[Recorded data]
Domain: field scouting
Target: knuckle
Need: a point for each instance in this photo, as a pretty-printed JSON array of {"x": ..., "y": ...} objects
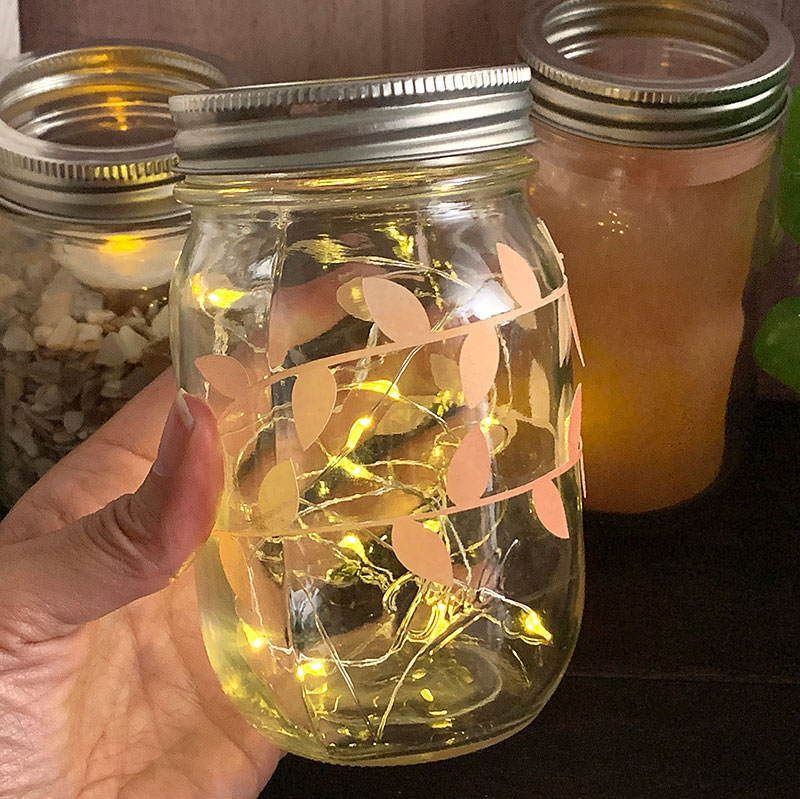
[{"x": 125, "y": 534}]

--

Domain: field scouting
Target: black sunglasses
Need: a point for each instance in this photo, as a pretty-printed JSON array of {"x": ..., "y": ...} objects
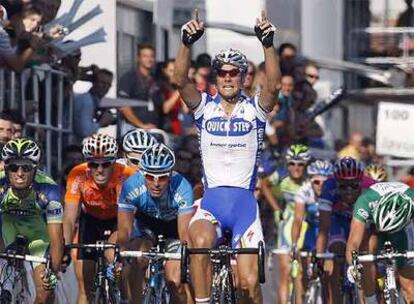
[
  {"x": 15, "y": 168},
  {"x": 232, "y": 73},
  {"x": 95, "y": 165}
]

==

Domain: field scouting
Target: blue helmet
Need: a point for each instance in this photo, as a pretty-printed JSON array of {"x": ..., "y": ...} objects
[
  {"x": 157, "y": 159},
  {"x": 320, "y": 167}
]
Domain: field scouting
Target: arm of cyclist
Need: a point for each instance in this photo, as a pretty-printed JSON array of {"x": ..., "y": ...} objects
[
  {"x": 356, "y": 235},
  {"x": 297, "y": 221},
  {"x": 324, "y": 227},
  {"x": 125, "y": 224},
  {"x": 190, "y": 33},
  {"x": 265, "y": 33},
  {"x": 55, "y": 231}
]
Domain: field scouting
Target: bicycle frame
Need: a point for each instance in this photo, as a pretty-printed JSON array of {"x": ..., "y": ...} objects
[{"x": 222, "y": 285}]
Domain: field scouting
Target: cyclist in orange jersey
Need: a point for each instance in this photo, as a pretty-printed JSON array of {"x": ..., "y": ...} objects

[Task statement]
Which lines in the items above contain the string "cyclist"? Copy each of them out in full.

[Result]
Target: arm of cyclist
Target: cyclist in orange jersey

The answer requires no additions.